**Exercise prompt:**
Revise the Brent Res post from the words "Managed to get" through the words "you see it?", replacing "Coots" with "Moorhens".

**Selected text:**
○ ○ ○ ○ ○ ○ ○

So bad that it's good

Monday, November 30, 2009

Managed to get to Brent Res on Saturday for an hour.  The Cetti's Warbler was again refusing to make a sound which is a pity, as this would have been a nice patch tick.  There were plenty of ducks and Coots and a fair few snipe which was nice.  After a while, I trained the germans on some mud at the far side, as I reckoned that it was a suitable area for a certain species.  Bingo!  Out of the reeds it came, patch tick in the bag.  Much pleased was I.

The photograph below does include the species in question, and was only intended to be a record shot, but it turned out to be so rubbish, even by my own rubbish standards, that it has turned into an abstract piece that somehow manages to convey the habitat and habits of the species, as well as important identification features (perhaps it's jizz even)  in one simple snap.  Allegedly.  And no, it's not the Teal.

Can you see it?

A species of bird doing jizz


Thursday, November 26, 2009

As most of you/us are aware, it’s been a bit breezy of late. Strange birds have been cropping up. Frigate birds, Petrels with funny names, Divers, perhaps even a Booby. One never knows when or where these things will turn up. I’ve kept this in mind when I have diligently been pounding around the patch every fecking day and yesterday I came up trumps!

○ ○ ○ ○ ○ ○ ○

**Data extract:**
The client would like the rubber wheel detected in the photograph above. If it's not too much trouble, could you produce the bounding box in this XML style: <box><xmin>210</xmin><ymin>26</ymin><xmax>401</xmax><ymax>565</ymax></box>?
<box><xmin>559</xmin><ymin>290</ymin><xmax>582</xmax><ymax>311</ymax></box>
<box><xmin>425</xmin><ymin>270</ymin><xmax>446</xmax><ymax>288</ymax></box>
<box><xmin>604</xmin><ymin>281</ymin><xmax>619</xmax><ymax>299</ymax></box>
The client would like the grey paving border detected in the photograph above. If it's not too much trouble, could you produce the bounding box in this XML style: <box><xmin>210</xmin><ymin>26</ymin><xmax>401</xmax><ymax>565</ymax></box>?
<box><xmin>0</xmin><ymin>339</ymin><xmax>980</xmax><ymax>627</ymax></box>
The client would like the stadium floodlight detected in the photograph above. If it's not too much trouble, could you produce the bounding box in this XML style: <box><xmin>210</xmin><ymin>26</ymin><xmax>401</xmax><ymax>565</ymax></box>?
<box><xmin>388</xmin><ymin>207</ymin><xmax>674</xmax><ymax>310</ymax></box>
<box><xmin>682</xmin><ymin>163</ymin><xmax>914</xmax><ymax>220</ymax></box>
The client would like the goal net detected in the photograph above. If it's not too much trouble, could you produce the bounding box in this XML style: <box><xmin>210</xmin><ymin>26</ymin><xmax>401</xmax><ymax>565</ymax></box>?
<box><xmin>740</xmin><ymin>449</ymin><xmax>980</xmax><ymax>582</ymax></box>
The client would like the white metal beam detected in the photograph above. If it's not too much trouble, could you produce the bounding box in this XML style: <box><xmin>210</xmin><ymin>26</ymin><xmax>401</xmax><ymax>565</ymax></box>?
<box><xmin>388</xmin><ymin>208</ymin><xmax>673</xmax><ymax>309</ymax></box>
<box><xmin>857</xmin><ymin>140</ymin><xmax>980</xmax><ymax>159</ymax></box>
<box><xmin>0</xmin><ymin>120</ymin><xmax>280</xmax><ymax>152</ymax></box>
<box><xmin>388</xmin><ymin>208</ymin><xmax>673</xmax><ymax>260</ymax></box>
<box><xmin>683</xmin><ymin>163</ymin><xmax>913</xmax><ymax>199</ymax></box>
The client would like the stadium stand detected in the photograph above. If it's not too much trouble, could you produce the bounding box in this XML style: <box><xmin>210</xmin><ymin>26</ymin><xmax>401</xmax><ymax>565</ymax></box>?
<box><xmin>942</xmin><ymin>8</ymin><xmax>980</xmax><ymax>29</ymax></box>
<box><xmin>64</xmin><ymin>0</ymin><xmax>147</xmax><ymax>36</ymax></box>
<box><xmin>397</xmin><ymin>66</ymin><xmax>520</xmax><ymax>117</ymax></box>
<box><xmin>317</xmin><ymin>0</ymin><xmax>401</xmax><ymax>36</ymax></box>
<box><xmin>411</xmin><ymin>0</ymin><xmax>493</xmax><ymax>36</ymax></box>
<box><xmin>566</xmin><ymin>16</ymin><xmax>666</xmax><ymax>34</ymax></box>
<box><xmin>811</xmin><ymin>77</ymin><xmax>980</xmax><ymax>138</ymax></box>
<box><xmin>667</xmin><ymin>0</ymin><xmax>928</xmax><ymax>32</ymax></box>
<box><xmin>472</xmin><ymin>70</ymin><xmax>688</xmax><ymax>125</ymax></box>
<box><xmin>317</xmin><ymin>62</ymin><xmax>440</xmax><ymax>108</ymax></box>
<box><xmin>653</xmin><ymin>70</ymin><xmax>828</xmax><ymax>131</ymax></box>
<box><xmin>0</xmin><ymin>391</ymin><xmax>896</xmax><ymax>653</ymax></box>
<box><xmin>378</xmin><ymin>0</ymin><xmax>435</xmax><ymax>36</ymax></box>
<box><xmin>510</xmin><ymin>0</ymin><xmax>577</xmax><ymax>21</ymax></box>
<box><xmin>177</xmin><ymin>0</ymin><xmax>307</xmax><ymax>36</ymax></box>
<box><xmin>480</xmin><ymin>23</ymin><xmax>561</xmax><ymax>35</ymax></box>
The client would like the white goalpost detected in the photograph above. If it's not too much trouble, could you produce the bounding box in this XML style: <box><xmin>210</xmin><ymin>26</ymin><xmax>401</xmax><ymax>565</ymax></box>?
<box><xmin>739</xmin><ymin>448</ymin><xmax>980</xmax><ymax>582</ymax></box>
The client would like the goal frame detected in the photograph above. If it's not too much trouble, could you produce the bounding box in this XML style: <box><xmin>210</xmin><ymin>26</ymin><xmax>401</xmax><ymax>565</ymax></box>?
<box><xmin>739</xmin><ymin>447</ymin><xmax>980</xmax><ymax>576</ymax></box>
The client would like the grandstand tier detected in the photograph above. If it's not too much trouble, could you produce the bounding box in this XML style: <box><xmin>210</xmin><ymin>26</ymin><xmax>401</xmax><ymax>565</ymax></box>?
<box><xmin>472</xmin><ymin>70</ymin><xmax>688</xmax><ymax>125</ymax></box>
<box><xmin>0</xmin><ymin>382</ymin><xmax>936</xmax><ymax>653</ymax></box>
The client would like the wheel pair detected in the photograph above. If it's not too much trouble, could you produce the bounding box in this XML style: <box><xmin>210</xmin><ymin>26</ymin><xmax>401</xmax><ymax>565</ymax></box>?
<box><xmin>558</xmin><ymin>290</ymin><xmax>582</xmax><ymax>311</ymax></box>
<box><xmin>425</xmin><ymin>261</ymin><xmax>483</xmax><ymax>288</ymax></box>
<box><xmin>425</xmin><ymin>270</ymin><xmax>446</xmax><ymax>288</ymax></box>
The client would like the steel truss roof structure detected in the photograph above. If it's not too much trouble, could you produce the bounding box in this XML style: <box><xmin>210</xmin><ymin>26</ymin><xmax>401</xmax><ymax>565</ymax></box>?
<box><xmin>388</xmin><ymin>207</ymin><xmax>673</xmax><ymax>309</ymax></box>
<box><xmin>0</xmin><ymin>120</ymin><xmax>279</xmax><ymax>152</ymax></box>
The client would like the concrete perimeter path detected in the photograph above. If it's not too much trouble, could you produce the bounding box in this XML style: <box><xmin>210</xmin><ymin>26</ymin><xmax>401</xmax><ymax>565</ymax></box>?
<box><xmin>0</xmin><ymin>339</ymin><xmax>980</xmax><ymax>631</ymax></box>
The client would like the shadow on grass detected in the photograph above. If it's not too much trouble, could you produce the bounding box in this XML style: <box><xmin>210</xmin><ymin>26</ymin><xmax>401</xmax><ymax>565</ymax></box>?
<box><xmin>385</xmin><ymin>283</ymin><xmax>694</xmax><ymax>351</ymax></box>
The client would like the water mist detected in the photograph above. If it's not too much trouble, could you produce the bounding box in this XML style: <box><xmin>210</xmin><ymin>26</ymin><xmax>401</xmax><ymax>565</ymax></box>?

○ ○ ○ ○ ○ ○ ○

**Reply to the exercise:**
Managed to get to Brent Res on Saturday for an hour.  The Cetti's Warbler was again refusing to make a sound which is a pity, as this would have been a nice patch tick.  There were plenty of ducks and Moorhens and a fair few snipe which was nice.  After a while, I trained the germans on some mud at the far side, as I reckoned that it was a suitable area for a certain species.  Bingo!  Out of the reeds it came, patch tick in the bag.  Much pleased was I.

The photograph below does include the species in question, and was only intended to be a record shot, but it turned out to be so rubbish, even by my own rubbish standards, that it has turned into an abstract piece that somehow manages to convey the habitat and habits of the species, as well as important identification features (perhaps it's jizz even)  in one simple snap.  Allegedly.  And no, it's not the Teal.

Can you see it?